[ACTION ITEM]
Exactly reproduce all the records, keeping pictures out of the copy.
────
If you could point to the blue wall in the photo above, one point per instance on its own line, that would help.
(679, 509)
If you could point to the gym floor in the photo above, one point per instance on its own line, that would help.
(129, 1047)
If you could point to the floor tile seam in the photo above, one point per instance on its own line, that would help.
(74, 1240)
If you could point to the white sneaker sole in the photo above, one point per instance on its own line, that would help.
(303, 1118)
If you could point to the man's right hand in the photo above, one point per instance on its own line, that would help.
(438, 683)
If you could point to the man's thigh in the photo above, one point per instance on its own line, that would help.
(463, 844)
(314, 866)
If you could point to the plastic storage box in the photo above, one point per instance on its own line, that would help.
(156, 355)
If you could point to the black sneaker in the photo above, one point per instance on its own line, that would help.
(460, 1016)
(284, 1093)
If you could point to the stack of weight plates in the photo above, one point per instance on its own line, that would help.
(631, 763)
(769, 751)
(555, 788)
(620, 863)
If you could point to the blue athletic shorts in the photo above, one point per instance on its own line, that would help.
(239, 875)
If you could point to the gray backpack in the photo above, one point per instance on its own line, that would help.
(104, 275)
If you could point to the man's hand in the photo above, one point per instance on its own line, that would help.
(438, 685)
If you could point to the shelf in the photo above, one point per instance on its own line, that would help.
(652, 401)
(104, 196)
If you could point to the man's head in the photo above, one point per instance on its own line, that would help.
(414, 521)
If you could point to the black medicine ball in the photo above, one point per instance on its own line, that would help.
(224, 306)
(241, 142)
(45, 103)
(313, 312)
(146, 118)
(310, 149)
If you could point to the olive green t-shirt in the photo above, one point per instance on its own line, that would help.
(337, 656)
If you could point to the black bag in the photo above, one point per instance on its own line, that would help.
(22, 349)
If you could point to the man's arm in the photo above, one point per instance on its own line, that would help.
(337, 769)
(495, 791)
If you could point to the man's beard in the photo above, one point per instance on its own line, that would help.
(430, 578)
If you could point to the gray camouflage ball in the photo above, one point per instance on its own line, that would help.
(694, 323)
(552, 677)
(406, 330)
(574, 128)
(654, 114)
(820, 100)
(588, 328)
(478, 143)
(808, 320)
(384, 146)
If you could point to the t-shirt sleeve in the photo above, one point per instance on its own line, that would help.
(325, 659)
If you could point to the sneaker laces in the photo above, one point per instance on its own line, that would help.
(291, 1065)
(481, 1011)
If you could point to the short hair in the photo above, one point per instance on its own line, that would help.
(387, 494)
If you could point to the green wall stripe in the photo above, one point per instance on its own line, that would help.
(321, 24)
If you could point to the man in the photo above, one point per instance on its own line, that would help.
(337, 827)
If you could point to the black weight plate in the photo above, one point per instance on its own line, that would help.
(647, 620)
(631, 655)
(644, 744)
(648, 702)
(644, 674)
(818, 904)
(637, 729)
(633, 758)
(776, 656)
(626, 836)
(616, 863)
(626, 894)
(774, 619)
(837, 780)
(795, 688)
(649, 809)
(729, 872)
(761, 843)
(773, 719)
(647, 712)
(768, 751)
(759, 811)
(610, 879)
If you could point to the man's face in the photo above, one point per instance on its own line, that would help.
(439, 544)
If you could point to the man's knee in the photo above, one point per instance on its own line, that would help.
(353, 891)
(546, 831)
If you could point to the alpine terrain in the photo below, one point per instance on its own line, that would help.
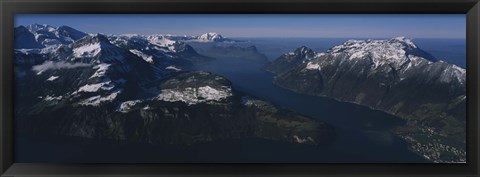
(140, 89)
(394, 76)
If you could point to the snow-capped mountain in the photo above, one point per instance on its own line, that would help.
(134, 88)
(48, 36)
(393, 75)
(211, 37)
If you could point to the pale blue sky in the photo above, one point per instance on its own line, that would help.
(258, 25)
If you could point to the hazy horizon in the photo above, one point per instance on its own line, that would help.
(451, 26)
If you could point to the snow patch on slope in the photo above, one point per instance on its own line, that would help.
(192, 96)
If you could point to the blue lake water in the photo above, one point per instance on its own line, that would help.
(363, 135)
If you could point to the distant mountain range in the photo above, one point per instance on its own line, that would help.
(394, 76)
(139, 89)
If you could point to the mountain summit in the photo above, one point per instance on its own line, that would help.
(394, 76)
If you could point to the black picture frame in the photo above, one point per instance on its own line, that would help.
(8, 8)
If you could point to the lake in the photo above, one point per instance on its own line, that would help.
(363, 135)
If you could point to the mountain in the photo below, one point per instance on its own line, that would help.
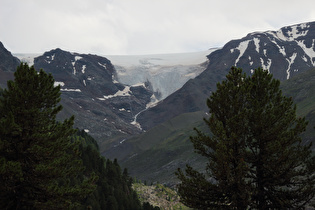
(141, 109)
(107, 95)
(156, 154)
(8, 64)
(285, 53)
(102, 106)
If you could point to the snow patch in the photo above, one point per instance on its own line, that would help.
(27, 58)
(256, 42)
(166, 73)
(308, 51)
(122, 93)
(103, 65)
(267, 66)
(83, 69)
(242, 48)
(290, 61)
(76, 58)
(59, 83)
(71, 90)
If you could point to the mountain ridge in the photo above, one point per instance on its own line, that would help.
(288, 55)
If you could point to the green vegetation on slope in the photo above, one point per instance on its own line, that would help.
(161, 150)
(158, 195)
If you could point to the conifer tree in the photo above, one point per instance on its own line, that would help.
(38, 159)
(255, 154)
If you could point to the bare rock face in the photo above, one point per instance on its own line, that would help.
(285, 53)
(8, 64)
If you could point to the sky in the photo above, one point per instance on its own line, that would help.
(135, 27)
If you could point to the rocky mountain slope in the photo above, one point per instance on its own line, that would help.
(113, 97)
(285, 53)
(107, 98)
(8, 64)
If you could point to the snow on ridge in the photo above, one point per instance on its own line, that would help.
(308, 51)
(242, 48)
(290, 61)
(103, 65)
(83, 69)
(266, 67)
(27, 58)
(160, 59)
(71, 90)
(165, 72)
(125, 92)
(59, 83)
(292, 33)
(77, 57)
(256, 42)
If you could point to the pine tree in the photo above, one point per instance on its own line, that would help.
(255, 154)
(38, 159)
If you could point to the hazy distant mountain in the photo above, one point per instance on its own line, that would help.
(8, 64)
(285, 53)
(116, 98)
(107, 95)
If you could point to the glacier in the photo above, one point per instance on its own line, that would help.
(165, 73)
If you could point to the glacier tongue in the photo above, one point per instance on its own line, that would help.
(166, 73)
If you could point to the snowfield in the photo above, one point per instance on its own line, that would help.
(166, 73)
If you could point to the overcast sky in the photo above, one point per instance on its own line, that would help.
(108, 27)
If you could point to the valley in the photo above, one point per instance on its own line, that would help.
(142, 109)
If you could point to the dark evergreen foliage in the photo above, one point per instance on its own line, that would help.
(256, 158)
(114, 187)
(38, 160)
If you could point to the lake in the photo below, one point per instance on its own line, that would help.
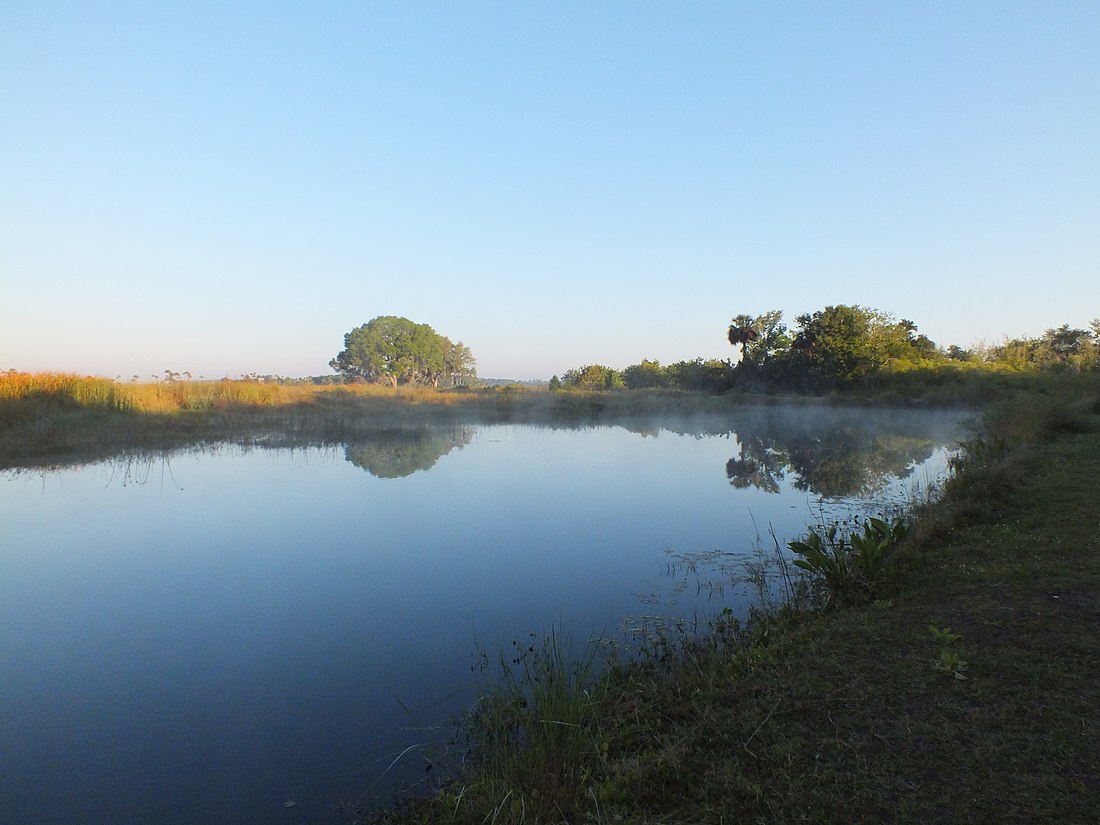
(211, 635)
────
[RESULT OF THE EXERCISE]
If you could point to the blue wall in the photo above, one point per instance on its own line, that would help.
(679, 509)
If you could point to the gym floor in the photo above, one point per instance on its own line, that would help.
(129, 1047)
If you could point to the floor tile seam in the photo above, one point per instance on its own line, that would help.
(74, 1240)
If you could point to the white sneaker sole in the photo above, one point per instance on its own line, that would help.
(303, 1118)
If you could point to the man's right hand in the photo above, one point per instance on its own line, that would help.
(438, 683)
If you could point to the man's thigh in the photo above, one point per instance on its own line, that would help.
(463, 844)
(314, 866)
If you could point to the plastic storage box in the photo above, one point per instance on its own line, that would help.
(156, 355)
If you could point to the black sneaker in the photo above, one point per instance on its own line, that would help.
(460, 1016)
(284, 1093)
If you could point to the stack of weight plates in the photo above, one point per instance on its own line, that would help.
(631, 763)
(769, 751)
(555, 788)
(620, 863)
If you could point to the blue athletic shorts in the photo above, one point per instance on its own line, that would help.
(239, 875)
If you could point to the gray backpack in the photo above, one point per instance on its own line, that would help.
(104, 275)
If you could point to the man's hand in the photo above, one point per instance on its own line, that would help.
(438, 685)
If you could point to the shelf in the photo above, one point per instance on its own line, that would help.
(652, 401)
(104, 196)
If you could point to the man's head in the photo above, one point per instance on its own line, that would help.
(414, 521)
If you could point to the black medicine ball in the photo above, one point per instance on its own line, that would help.
(224, 306)
(241, 142)
(45, 103)
(313, 312)
(146, 118)
(310, 149)
If you could point to the olive green t-shirt in the photo above, one point per instance on its own line, that would help.
(337, 656)
If you could point to the black bag in the photo above, one point per instance on its own line, that would help.
(22, 349)
If you could point to the man's arm in the photo above, one point per instance on its own line, that would help.
(337, 769)
(495, 791)
If you could point to the man's beard in the photo above, one point per instance on its own line, that would help.
(430, 578)
If you could point to the gray camouflage ball in the photo above, one point per instance on its own line, that would help.
(694, 323)
(552, 677)
(406, 330)
(574, 128)
(654, 114)
(820, 100)
(588, 328)
(478, 143)
(808, 320)
(384, 146)
If you could point to the t-shirt sleeve in the photo above, one point per instance on its own line, that would help.
(325, 659)
If you could point to the sneaker laces in the photo above, one point per instance on its own line, that would help.
(291, 1065)
(481, 1011)
If you could point to the short hair in the photo above, one point per instance on its own line, that would help.
(387, 494)
If you could point to the green wall stripe in the photo above, one point per instance on its own line, that would help.
(321, 24)
If you could point to the man in the photo above, one point per instance on its own line, that would help.
(337, 827)
If you could point to the black weight plate in the photo above, one point per instance on its own line, that would help.
(647, 620)
(631, 655)
(644, 744)
(648, 702)
(644, 674)
(818, 904)
(637, 729)
(633, 758)
(776, 656)
(626, 836)
(616, 863)
(626, 894)
(774, 619)
(837, 780)
(795, 688)
(649, 809)
(729, 872)
(761, 843)
(773, 719)
(647, 712)
(768, 751)
(759, 811)
(610, 879)
If you could point to the man's face in the photo above, one point per instance on its own line, that would help.
(439, 544)
If you could point to the man's knee in the photo above, one point per instance on its own line, that would help.
(353, 891)
(546, 831)
If you could point to the alpine terrain in the photo below, one point per instance on its own line, that would help.
(140, 89)
(394, 76)
If you could point to the snow-capped mountain in the photo above, one point per instance on its own line, that would help.
(134, 88)
(48, 36)
(393, 75)
(211, 37)
If you could point to the pale blue sky in the photo above, one point per instance on its own line, that would help.
(258, 25)
If you could point to the hazy horizon in the photo above, one point per instance on its own line, that would help.
(451, 26)
If you could point to the snow patch on slope in the photo above, one point per instance on its own line, that would help.
(192, 96)
If you could point to the blue lake water in the photo above, one point per instance on its own line, that would help.
(363, 135)
If you could point to the distant mountain range in the photo above, one point per instance on its own line, that would help.
(394, 76)
(139, 89)
If you could point to the mountain summit in the photo above, one point per instance on its own line, that would help.
(394, 76)
If you could point to the black picture frame in the photo above, one point per instance on its own line, that would help.
(8, 8)
If you could point to the lake in the photo above, one point per instance on its own line, that would help.
(363, 135)
If you could point to the mountain in the photo below, one point per instance on its own line, that would help.
(141, 109)
(107, 95)
(156, 154)
(8, 64)
(285, 53)
(102, 106)
If you could point to the snow patch in the photo above, one point per instance on its own line, that would help.
(27, 58)
(256, 42)
(166, 73)
(308, 51)
(122, 93)
(103, 65)
(267, 66)
(83, 69)
(242, 48)
(290, 61)
(76, 58)
(59, 83)
(71, 90)
If you could point to the mountain ridge in the photo above, one point per instance on its own line, that would help.
(288, 55)
If you could point to the green vegetation on slope in the photo above, one point per instance on its own line, that would help.
(161, 150)
(158, 195)
If you could point to the conifer tree in the photo above, one point per instance on its own line, that would help.
(38, 159)
(255, 154)
If you could point to the bare rock face in the photo above, one point per instance on its own line, that would help.
(285, 53)
(8, 64)
If you could point to the sky in the photo above, one point per instance on its own line, that would help.
(135, 27)
If you could point to the rocky mountain slope in the photo above, one point per instance on its own line, that would help.
(113, 97)
(285, 53)
(107, 98)
(8, 64)
If you could point to the snow on ridge in the photo above, one point per instance on its own line, that would help.
(308, 51)
(242, 48)
(290, 61)
(103, 65)
(83, 69)
(266, 67)
(27, 58)
(160, 59)
(71, 90)
(165, 72)
(125, 92)
(59, 83)
(292, 33)
(77, 57)
(256, 42)
If you could point to the pine tree in the photo above, one point per instance on its own line, that would help.
(255, 154)
(38, 159)
If you could point to the hazy distant mountain in the photo above, one point per instance on its own line, that would help.
(8, 64)
(285, 53)
(116, 98)
(107, 95)
If you could point to the glacier in the photo above, one point per instance on its own line, that would help.
(165, 73)
If you could point to the glacier tongue in the photo above, one point per instance on its own line, that would help.
(166, 73)
If you could point to the snowfield in the photo above, one point per instance on its own line, that would help.
(166, 73)
If you could point to the overcast sky in the photo above, one point per instance on its own line, that would help.
(108, 27)
If you could point to the valley in the photo above, one point per instance on its own line, that would help.
(142, 109)
If you could point to the dark evergreen foliage in the photo above, one point per instance on its own line, that would help.
(256, 158)
(114, 187)
(38, 160)
If you could point to the lake in the photo below, one point per instance on its own line, that would help.
(211, 635)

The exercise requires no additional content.